▶ _Text to read_:
=====

JB: My second marriage—we’d been married just a few years—when I was about to go into the Jupiter dasha—I told my wife, “Wait until you see this. Wait until you see this. Life is gonna change dramatically.” because my life changed so dramatically from Moon to Mars and it had changed dramatically from Rahu. When I hit Jupiter it wasn’t so noticeable; it just wasn’t so noticeable. So sometimes they are really noticeable and then sometimes they’re not.

CB: Sure, in terms of distinct phases. But in terms of this—actually let’s step back a bit. So there’s many different timing techniques. There’s many different dasha techniques, right? But there’s one that just about every Indian astrologer, everybody who practices what’s also known as Vedic astrology uses essentially, right?

JB: Yeah, but this is complex, okay.

CB: Yeah.

JB: Today almost everybody uses Vimshottari.

CB: The Vimshottari Dasha system.

JB: The Vimshottari Dasha. That was mentioned in Parashara Hora Shastra, but there were 40 systems used. 40. 4-0.

CB: So Parashara mentions 40 different dasha systems?

JB: Yes, yes.

CB: Okay.

JB: However, 30 of those dasha systems wouldn’t be used in a major sense. I’m using approximations, okay. There would be one dasha system just to know about your career, there would be one dasha system just to know about your marriage, so a lot of those would not be used.

CB: Sure.

JB: The two big ones are called Vimshottari and ‘Ashottari’. Ashtottari, sorry. Vimshottari and Ashtottari. When I got to India, they said these are the two—Vimshottari and Ashtottari—but nobody I ever met used the Ashtottari. Nobody.

CB: Okay.

JB: However, as time goes by, everybody uses Vimshottari. First of all, if you go back into the ancient texts in the 6th century and the 7th century and the 5th century, there were a lot of them using something called Naisargika Dasha; a lot of them used that. Somewhere it’s written that Vimshottari is easier to calculate. Somewhere it’s written that Vimshottari works better for the common person.

CB: Okay.

JB: But here’s the thing. As time goes by and you use these dashas, Vimshottari definitely works the best out of anything today that I’ve seen, it’s the most popular. But after a while astrologers get impatient, they want more information. KN Rao came to the Vedic Astrology Conference in 1993; it was the end of 1993, I had my second marriage in early 1993. I had an astrologer friend call me and he did Western and Vedic, both. This astrologer, Richard Houck, never did a horoscope without rectifying the chart first, and he used Moon progressions, lunar progressions. He would rectify every chart he did. He wouldn’t do it if the chart didn’t work. He calls me up and he says, “You’re not getting married.” This was in late ‘92. I was scheduled to be married in ‘93, January. He says, “You’re not getting married.” I said, “What are you talking about? I’m engaged.” He says, “You’re not getting married. There’s nothing in the chart.” I said, “I know. There’s nothing in the Hindu, there’s nothing in the Western, I know. But I know I’m getting married.” So we get married. So he was wrong. He laughed. He said, “You’re not getting married.”

=====

▶ _Excerpted records_:

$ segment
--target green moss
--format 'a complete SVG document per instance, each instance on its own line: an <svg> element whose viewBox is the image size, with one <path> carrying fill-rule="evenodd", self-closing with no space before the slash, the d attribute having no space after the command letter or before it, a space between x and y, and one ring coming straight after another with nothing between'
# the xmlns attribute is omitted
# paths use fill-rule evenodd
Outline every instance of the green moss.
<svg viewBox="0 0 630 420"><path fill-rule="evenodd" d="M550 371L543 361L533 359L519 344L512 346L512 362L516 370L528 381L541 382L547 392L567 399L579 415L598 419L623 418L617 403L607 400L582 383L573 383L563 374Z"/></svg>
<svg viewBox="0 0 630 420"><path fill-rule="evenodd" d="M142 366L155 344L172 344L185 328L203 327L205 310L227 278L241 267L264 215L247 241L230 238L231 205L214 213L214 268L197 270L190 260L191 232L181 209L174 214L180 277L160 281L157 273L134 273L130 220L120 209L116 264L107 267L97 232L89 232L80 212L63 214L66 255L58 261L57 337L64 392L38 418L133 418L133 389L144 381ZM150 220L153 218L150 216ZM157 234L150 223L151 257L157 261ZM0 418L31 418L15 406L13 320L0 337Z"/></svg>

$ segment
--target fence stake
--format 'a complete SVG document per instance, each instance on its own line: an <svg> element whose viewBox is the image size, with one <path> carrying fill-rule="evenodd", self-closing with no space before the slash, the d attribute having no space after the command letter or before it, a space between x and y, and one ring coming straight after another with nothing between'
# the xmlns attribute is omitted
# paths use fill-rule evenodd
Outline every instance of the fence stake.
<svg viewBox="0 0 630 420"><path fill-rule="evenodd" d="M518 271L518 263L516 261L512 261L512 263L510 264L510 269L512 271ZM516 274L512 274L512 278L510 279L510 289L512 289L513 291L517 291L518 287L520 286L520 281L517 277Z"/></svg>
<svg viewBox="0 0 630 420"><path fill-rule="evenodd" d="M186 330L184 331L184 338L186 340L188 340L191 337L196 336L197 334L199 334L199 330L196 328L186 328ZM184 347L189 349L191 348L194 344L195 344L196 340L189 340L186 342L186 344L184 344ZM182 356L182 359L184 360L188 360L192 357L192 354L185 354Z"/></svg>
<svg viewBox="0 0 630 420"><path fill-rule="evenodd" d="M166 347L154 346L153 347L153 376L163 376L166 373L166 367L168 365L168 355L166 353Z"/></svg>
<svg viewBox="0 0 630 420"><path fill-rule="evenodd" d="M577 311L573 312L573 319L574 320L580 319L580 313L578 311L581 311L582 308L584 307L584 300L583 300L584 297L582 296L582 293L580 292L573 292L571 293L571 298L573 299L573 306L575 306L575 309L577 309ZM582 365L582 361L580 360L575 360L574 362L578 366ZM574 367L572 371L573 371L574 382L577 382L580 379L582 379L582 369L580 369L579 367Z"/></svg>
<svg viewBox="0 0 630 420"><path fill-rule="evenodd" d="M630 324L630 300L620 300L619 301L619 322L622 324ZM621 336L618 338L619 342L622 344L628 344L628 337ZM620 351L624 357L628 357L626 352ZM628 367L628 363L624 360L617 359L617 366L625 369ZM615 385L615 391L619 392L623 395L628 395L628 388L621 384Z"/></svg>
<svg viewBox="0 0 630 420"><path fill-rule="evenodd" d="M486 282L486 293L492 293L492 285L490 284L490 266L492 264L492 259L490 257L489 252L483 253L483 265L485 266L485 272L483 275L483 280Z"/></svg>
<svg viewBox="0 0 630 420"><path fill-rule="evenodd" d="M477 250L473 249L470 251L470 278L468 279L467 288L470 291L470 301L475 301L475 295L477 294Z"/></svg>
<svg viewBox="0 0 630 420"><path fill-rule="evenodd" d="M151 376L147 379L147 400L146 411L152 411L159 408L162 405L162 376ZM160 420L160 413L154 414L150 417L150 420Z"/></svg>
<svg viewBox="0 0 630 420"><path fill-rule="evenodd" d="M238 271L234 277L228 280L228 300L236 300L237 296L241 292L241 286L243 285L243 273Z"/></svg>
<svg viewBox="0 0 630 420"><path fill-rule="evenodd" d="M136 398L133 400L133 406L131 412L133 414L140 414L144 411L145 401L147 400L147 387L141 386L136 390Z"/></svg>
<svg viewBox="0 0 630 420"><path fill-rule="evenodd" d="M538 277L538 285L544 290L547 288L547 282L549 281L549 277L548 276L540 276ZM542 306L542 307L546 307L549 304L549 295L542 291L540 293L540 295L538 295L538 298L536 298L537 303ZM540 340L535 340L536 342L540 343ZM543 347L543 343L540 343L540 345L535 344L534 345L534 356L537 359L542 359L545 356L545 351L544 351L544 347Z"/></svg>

=====

▶ _Goals_:
1. According to the interview on dasha systems, how many dasha systems are mentioned in Parashara Hora Shastra?
2. Continue the interview on dasha systems from the point where it stops.
The entries come from a different source than the interview on dasha systems.

▶ _Task-by-task answers_:
1. Forty dasha systems.

2.
I get to 1993, November-December, I talk to KN Rao, he’s doing the chart, and he’s using Jaimini Dasha. The Jaimini system uses the Chara Dasha, and Chara is the signs: Aries, Libra, Scorpio. So I said to him, “Look, I got married in January 1993. There’s nothing anywhere.” He says, “Yes, yes, it’s right there in Jaimini. It’s right there.” And I thought, “Uh, he’s just saying this,” right? But then I learned the Jaimini system. I had gone into the Libra dasha. So these are signs. So if you go into Capricorn dasha, in Jaimini, that’s going to be Capricorn. We’re not talking planets, we’re talking Capricorn, it’s career. You go into Libra, you’re in a relationship dasha.

The karakas in the Jaimini system are completely different from Vimshottari. The planet in the highest degree in your horoscope—the planet in my chart that’s the highest degree is the Sun. It’s 29° Virgo in the Hindu system, so that becomes the planet representing me; that’s called that atmakaraka. If your planet in the highest degree is Jupiter, Jupiter’s your atmakaraka, the ruler of you. The planet in the seventh, in the lowest degree becomes the marriage indicator. There’s me, there’s the other person. So in Libra, in my horoscope, sits Mercury; it’s 2°. So Mercury’s the marriage indicator and I’m in a Libra dasha, and I get married. So I use this as an example when I teach because people—they’re looking for something in a horoscope and it doesn’t show up, like some of these people that have had these huge downfalls because of the MeToo movement. Famous people—suddenly they have this huge downfall. I look at the chart and I don’t always find it, right?

CB: Mm-hmm.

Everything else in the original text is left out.